● What you are asked to do:
Output all entries verbatim, dropping pictures.

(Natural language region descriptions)

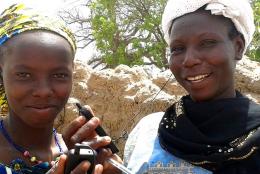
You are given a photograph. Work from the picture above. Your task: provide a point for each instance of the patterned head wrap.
(17, 19)
(239, 11)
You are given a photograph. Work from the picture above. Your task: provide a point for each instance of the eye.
(175, 50)
(60, 76)
(23, 75)
(208, 43)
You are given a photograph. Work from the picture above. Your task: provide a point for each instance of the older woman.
(214, 129)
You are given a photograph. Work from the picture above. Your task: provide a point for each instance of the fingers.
(98, 142)
(98, 169)
(79, 130)
(82, 168)
(71, 129)
(87, 131)
(59, 169)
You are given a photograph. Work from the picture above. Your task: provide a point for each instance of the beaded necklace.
(26, 153)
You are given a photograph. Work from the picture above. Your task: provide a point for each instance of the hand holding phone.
(80, 153)
(100, 131)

● Result of the task:
You are given a photograph. Work from the picture above. Your task: provide a point for each instance of the patterned head wrap.
(17, 19)
(239, 11)
You are given a photograph. Work from the picture above. Your task: provide a point for each instance of the eye.
(175, 50)
(60, 76)
(23, 75)
(208, 43)
You are given a photograph. Work from the picture above. Your task: provide a point for each instance of the older woman.
(214, 129)
You are given a photograph. Work from the picture above. Your task: provide a point for each instance of the fingers.
(98, 142)
(98, 169)
(79, 130)
(82, 168)
(71, 129)
(87, 131)
(59, 169)
You are given a photograph. Work from the picture above. Your task: provide a point for each instance of the beaded necklace.
(26, 153)
You are given a photograph. Work from the picture above. Your task: provide a point for each instance of the hand holding phone.
(80, 153)
(100, 131)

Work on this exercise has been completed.